## WRITTEN REQUEST A
Answer these from the article on U.S.–China technology ties:
(i) What kind of industry does the article say China is being forced to build largely on its own?
(ii) What does the article say the U.S. measures are sundering?
(iii) At which university is Walter de Heer currently a professor?
## WRITTEN REQUEST B
Extend the article on U.S.–China technology ties, starting right after its final sentence.

## SELECTED EXTRACT
◇ ◇ ◇

The World Needs the U.S. and China as Partners in Creativity

U.S. technology protectionism and trade restrictions are forcing China to create its own largely independent chip industry, while being pushed to innovate in graphene, wafer fab, and wafer scale electronics.

These measures are sundering a global “innovation ecosystem” that promised to usher in an astonishing era of global prosperity and human well-being with China and the United States as the leading partners.

All is not lost. A morality tale, and an inspiration for this era comes from the experience of Dutch physicist Walter de Heer, a professor at Georgia Tech and former professor at Tianjin University in China’s Silicon Valley outside Beijing.

◇ ◇ ◇

## LISTING
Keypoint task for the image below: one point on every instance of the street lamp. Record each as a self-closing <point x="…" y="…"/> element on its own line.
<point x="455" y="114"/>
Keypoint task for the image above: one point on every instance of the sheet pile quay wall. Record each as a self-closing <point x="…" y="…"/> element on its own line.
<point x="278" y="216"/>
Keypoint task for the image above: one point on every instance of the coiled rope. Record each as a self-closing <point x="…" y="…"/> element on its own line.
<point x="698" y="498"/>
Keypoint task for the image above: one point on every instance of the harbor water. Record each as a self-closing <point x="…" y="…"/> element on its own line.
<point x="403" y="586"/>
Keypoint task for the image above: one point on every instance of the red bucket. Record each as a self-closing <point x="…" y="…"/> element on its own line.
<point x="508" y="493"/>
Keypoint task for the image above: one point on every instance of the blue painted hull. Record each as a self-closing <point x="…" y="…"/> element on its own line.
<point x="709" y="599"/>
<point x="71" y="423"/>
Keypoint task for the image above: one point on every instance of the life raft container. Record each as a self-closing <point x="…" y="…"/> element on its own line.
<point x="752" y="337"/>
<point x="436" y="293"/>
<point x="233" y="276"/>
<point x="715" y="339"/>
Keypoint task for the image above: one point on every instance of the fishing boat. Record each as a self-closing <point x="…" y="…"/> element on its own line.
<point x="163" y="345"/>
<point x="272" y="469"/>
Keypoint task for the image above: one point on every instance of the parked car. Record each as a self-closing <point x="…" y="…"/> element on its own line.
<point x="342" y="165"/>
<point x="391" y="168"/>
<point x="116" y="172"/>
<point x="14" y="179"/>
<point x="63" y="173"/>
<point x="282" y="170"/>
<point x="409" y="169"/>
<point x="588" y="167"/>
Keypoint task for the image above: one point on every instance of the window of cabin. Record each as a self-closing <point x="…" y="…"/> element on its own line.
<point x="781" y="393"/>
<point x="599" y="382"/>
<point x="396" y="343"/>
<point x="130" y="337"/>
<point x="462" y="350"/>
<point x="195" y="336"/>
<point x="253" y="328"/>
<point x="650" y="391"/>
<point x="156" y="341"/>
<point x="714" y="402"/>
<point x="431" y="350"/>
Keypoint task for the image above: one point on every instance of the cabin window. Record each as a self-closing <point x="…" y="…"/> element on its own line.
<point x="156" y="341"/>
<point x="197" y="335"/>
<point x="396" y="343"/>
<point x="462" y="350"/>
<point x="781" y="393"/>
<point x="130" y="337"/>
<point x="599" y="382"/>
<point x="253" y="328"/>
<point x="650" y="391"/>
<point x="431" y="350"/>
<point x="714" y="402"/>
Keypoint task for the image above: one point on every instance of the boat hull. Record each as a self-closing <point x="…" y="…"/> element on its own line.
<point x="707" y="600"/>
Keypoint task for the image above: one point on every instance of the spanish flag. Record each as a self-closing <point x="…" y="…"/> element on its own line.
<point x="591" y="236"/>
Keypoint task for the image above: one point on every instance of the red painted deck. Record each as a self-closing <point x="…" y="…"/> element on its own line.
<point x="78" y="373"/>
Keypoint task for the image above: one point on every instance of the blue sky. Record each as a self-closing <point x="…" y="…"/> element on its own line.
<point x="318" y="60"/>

◇ ◇ ◇

## OUTPUT A
(i) Its own largely independent chip industry.
(ii) A global "innovation ecosystem."
(iii) Georgia Tech.

## OUTPUT B
As director of the Epitaxial Graphene Interdisciplinary Research Group at Georgia Tech, de Heer espouses the paradoxical new findings of “condensed matter physics.” This efflorescent field enables scores of new materials that behave in ways previously regarded as violations of physical law, with graphene being a preeminent example.

Graphene, a two-dimensional (single atom thick) layer of carbon, is radically superior to silicon in thermal and electrical conductivity, flexibility, optical bandwidth and sensitivity, tensile strength and carrier speed. Electrons on the edges of a graphene ribbon travel ballistically, at a million meters a second. “Spin protected,” they move independent of temperature with no backscattering.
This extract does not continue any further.